**Exercices**
(a) Résumez sous forme de liste le paragraphe de l'article sur les bijoux Art déco qui commence par « Le 10 décembre 2002 à Paris », en gardant ses faits principaux.
(b) Recopiez fidèlement le passage de l'article sur les bijoux Art déco qui commence aux mots « La vogue des » et s'arrête après les mots « marché de l’art. ».

**Texte à lire**
Les éclats des bijoux Art déco

Le luxe de ces créations séduit le marché

Le Journal des Arts

Le 18 avril 2003 - 950 mots

La vogue des arts décoratifs des années 1920 à 1950 concerne aussi les bijoux. Illustrations brillantes d’une période foisonnante de création, bijoux d’artistes et pièces de haute joaillerie se côtoient sur les cimes du marché de l’art.

Le 10 décembre 2002 à Paris, une vente de bijoux organisée chez Christie’s a connu une bataille d’enchères mémorable. L’objet des convoitises était un superbe bracelet Art déco articulé en rubis et diamants, signé Van Cleef & Arpels. Formé de trois rangées de rubis birmans ovales, ponctuées de motifs géométriques en diamants, il avait été créé vers 1930. Collectionneurs et professionnels du monde entier bataillèrent. Vingt-six lignes téléphoniques furent prises d’assaut. L’adjudication finale à un collectionneur suisse atteignit 204 050 euros, largement au-dessus de l’estimation haute de 60 000 euros. Expert en bijoux chez Christie’s, Jean-Marc Lunel commente : “Il s’agissait d’une pièce réellement exceptionnelle. La qualité incroyable de l’articulation, la signature de Van Cleef, le fait que le bijou soit numéroté et la provenance des rubis : tout concourrait à la réalisation d’une très belle enchère.”

Éléments du jeu de données:
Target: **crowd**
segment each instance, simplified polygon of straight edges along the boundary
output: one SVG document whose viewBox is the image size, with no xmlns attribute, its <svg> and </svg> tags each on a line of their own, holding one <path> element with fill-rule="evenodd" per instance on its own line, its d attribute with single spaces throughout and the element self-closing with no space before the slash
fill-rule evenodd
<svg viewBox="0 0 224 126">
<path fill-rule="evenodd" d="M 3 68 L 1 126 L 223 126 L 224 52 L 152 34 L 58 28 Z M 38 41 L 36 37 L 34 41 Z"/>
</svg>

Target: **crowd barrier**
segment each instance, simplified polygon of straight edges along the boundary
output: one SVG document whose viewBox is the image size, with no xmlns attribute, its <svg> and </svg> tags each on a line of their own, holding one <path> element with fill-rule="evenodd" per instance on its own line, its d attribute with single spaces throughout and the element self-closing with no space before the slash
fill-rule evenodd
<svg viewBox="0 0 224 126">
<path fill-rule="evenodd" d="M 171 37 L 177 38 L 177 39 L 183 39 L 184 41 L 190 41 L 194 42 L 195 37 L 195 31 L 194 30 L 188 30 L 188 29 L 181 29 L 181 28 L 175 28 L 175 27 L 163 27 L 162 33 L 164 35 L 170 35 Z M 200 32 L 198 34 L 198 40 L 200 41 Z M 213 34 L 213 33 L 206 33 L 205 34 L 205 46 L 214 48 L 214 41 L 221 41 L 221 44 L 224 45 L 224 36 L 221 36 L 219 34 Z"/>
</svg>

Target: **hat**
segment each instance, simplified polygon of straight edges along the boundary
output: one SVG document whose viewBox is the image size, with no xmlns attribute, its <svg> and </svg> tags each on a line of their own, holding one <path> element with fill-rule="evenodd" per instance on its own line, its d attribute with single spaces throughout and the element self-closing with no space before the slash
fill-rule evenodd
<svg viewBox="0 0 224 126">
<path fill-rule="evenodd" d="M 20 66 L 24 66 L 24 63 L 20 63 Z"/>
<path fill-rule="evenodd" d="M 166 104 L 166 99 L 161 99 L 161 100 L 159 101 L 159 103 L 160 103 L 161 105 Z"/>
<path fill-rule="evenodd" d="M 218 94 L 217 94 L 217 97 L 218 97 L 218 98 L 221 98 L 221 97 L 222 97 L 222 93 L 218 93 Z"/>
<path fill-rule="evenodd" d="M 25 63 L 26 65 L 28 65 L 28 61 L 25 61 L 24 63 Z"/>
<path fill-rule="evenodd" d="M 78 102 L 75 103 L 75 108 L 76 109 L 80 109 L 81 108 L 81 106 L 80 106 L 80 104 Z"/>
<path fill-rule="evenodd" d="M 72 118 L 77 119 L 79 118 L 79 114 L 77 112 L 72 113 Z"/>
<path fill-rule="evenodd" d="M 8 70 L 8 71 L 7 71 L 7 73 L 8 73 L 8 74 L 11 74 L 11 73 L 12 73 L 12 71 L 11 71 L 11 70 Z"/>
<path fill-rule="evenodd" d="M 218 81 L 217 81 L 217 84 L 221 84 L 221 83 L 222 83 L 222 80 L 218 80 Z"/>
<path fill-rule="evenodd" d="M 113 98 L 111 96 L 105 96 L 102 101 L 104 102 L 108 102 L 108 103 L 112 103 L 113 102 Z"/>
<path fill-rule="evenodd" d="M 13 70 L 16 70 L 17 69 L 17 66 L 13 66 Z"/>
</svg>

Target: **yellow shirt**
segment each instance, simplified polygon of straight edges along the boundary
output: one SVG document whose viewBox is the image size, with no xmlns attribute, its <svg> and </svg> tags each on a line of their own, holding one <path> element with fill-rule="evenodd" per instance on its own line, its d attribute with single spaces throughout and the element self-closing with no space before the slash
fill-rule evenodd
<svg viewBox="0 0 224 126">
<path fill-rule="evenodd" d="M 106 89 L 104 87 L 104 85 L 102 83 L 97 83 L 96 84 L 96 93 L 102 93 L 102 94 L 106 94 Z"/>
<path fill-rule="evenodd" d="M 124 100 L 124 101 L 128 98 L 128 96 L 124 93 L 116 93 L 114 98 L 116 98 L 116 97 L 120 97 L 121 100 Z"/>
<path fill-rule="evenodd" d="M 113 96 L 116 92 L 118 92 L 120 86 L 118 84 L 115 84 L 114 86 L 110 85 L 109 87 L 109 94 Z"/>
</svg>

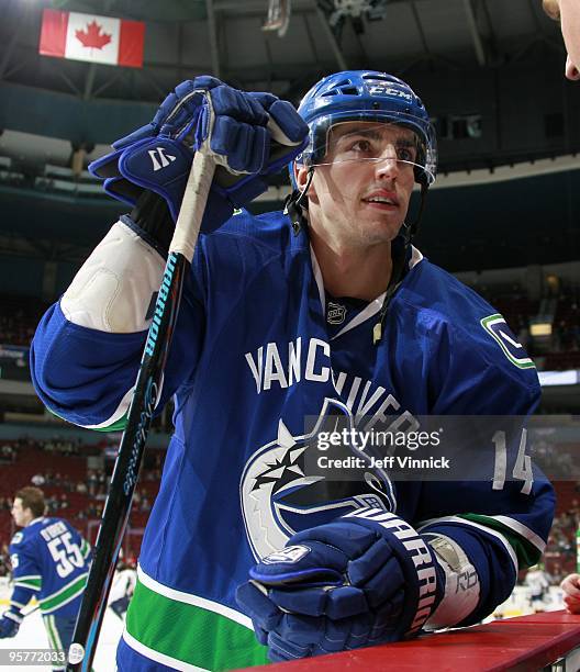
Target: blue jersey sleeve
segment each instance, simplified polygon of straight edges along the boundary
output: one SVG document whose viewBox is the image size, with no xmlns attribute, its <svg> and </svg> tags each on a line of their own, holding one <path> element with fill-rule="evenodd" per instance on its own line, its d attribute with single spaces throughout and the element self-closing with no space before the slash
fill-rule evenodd
<svg viewBox="0 0 580 672">
<path fill-rule="evenodd" d="M 493 479 L 494 444 L 476 445 L 473 437 L 466 450 L 473 451 L 470 455 L 484 473 L 476 474 L 476 480 L 461 480 L 459 473 L 449 482 L 423 483 L 417 511 L 423 520 L 421 531 L 454 539 L 479 574 L 479 604 L 461 625 L 477 623 L 509 597 L 518 569 L 538 561 L 554 517 L 555 494 L 546 477 L 531 461 L 522 472 L 515 467 L 517 451 L 525 448 L 521 440 L 525 416 L 538 404 L 539 384 L 535 368 L 525 361 L 525 354 L 501 320 L 500 338 L 507 336 L 515 344 L 520 361 L 492 336 L 486 340 L 482 333 L 478 343 L 450 331 L 447 341 L 442 341 L 435 368 L 439 389 L 435 415 L 516 416 L 516 422 L 511 417 L 509 424 L 509 471 L 503 482 Z"/>
<path fill-rule="evenodd" d="M 203 261 L 186 278 L 157 410 L 191 378 L 204 335 Z M 42 318 L 31 347 L 32 380 L 55 414 L 92 429 L 122 429 L 146 332 L 111 334 L 72 324 L 58 303 Z"/>
</svg>

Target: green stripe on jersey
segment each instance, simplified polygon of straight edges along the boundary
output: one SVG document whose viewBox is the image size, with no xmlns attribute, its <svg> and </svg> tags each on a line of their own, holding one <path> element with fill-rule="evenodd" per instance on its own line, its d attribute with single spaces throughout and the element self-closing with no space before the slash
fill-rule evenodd
<svg viewBox="0 0 580 672">
<path fill-rule="evenodd" d="M 90 544 L 82 539 L 82 544 L 80 545 L 80 555 L 87 559 L 87 556 L 90 553 Z"/>
<path fill-rule="evenodd" d="M 41 576 L 15 576 L 14 585 L 30 587 L 33 591 L 40 591 L 42 586 L 42 579 Z"/>
<path fill-rule="evenodd" d="M 140 581 L 126 616 L 129 634 L 164 656 L 205 670 L 268 662 L 266 647 L 245 626 L 192 604 L 155 593 Z"/>
<path fill-rule="evenodd" d="M 112 423 L 111 425 L 107 425 L 107 427 L 91 427 L 93 432 L 124 432 L 126 427 L 126 421 L 129 417 L 129 411 L 120 417 L 118 421 Z"/>
<path fill-rule="evenodd" d="M 500 520 L 495 520 L 495 518 L 490 516 L 481 516 L 479 514 L 461 514 L 459 517 L 466 518 L 467 520 L 472 520 L 473 523 L 479 523 L 480 525 L 490 527 L 491 529 L 494 529 L 503 535 L 517 556 L 517 564 L 520 569 L 533 567 L 539 561 L 542 551 L 536 548 L 532 541 L 525 537 L 522 537 L 514 529 L 507 527 Z"/>
<path fill-rule="evenodd" d="M 55 609 L 64 606 L 71 600 L 74 600 L 77 595 L 80 595 L 85 590 L 85 585 L 87 583 L 87 574 L 82 574 L 64 589 L 60 589 L 57 593 L 53 593 L 44 600 L 40 601 L 41 609 L 44 614 L 48 612 L 54 612 Z"/>
</svg>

**Corrigé des exercices**
(a)
- Le 10 décembre 2002, une vente de bijoux chez Christie's, à Paris, a donné lieu à une bataille d'enchères mémorable.
- L'enjeu était un bracelet Art déco articulé en rubis et diamants, signé Van Cleef & Arpels et créé vers 1930.
- Ce bracelet se compose de trois rangées de rubis birmans ovales, ponctuées de motifs géométriques en diamants.
- Des collectionneurs et des professionnels du monde entier se sont disputé la pièce, et vingt-six lignes téléphoniques ont été prises d'assaut.
- Un collectionneur suisse l'a emporté pour 204 050 euros, bien au-delà de l'estimation haute de 60 000 euros.
- Selon Jean-Marc Lunel, expert en bijoux chez Christie's, plusieurs atouts expliquent ce prix : la qualité de l'articulation, la signature de Van Cleef, la numérotation du bijou et la provenance des rubis.

(b)
La vogue des arts décoratifs des années 1920 à 1950 concerne aussi les bijoux. Illustrations brillantes d’une période foisonnante de création, bijoux d’artistes et pièces de haute joaillerie se côtoient sur les cimes du marché de l’art.